Twitter tweet analysis

Hi there! Welcome to the week 3 session.

Today we will discuss Twitter tweet analysis.

We will be analyzing following tweet trends:

  • Distribution of tweets over time (by year, month, week, weekdays etc)
  • Tweet trends, like how many tweets are tweeted in midnight etc
  • Categorizing tweets with hashtags, re-tweeted tweets, replied tweets.
  • Analyzing number of characters used per tweets.

Pr-requisites:

  1. Windows/Mac/Linux machine with r-base and RStudio installed (if you don’t have it yet, you can refer my previous post and get them on your PC).
  2. Basic understanding of R data types and syntax.
  3. And finally, YOU.

The very first thing is creating data set for our operations. We need to download our twitter archive for this purpose. Follow below instructions to get your twitter archive.

Step: 1

Navigate to your twitter account settings page by following this link.

Step: 2 

Request your twitter archive by clicking on Request Your Archive link.

Twitter will send your archive via email, check your email inbox (associated with twitter account) and download the archive file.

Step3:

Extract the zipped file and find tweets.csv file. Copy the file to your working directory.

STATED PROBLEM 1: Print the part of the tweet analysis page starting at "We will be analyzing" and ending at "tweets, replied tweets.".
STATED PROBLEM 2: List every tweet trend that the tweet analysis page says will be analyzed.
STATED PROBLEM 3: According to the tweet analysis page, which file should be found after extracting the zipped archive?
The items that follow have no connection to the tweet analysis page.

Entries from a point annotation set
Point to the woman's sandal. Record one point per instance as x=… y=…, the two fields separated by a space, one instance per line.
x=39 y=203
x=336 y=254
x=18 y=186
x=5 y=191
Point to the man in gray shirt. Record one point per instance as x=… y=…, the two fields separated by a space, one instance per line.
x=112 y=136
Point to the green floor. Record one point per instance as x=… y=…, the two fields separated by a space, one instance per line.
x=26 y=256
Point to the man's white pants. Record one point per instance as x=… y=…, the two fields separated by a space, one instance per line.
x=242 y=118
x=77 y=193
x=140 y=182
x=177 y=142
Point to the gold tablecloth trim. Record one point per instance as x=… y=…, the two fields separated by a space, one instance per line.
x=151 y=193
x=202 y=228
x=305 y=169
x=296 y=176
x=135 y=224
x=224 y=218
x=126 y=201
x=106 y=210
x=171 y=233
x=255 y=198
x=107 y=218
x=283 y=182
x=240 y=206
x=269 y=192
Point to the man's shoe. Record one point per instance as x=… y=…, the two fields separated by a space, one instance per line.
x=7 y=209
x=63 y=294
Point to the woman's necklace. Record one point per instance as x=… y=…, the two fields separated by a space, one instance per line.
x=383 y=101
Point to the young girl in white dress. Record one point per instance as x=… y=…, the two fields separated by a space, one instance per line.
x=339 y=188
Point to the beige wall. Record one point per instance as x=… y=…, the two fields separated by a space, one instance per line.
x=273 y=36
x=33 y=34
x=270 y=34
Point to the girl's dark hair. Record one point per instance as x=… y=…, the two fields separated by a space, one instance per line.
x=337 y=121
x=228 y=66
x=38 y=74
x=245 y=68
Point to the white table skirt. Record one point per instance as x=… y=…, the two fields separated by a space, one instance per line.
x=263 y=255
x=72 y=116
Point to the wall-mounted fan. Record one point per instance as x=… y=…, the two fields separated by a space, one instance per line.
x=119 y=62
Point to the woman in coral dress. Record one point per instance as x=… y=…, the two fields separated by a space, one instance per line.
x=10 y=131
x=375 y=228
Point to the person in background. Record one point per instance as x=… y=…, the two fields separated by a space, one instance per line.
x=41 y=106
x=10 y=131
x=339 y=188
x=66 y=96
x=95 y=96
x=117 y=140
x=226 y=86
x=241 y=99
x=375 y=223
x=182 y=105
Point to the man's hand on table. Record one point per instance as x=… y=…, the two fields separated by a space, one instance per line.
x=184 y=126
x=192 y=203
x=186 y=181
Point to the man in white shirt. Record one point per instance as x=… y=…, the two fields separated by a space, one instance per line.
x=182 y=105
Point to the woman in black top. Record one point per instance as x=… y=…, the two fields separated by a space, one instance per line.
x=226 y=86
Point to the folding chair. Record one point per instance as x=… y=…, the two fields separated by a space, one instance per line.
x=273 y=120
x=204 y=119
...
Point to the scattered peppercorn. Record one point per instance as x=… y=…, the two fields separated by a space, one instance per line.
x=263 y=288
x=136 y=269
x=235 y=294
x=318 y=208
--
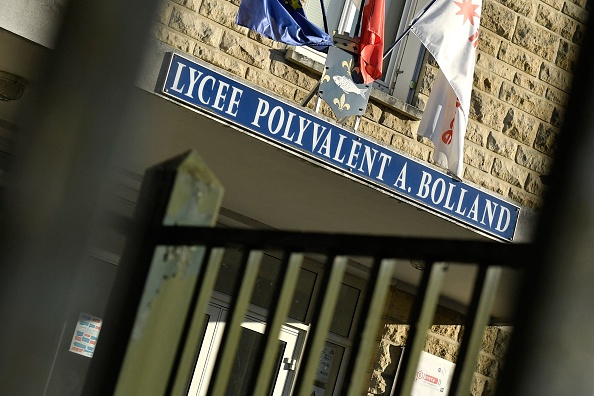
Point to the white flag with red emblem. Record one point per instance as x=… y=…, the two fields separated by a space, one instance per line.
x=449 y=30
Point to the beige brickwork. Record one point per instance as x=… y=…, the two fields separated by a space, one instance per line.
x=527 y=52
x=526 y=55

WRITTEN ANSWER 1:
We will be analyzing following tweet trends:

  • Distribution of tweets over time (by year, month, week, weekdays etc)
  • Tweet trends, like how many tweets are tweeted in midnight etc
  • Categorizing tweets with hashtags, re-tweeted tweets, replied tweets.

WRITTEN ANSWER 2:
- Distribution of tweets over time (by year, month, week, weekdays etc)
- Tweet trends, like how many tweets are tweeted in midnight etc
- Categorizing tweets with hashtags, re-tweeted tweets, replied tweets
- Analyzing number of characters used per tweets

WRITTEN ANSWER 3: The tweets.csv file.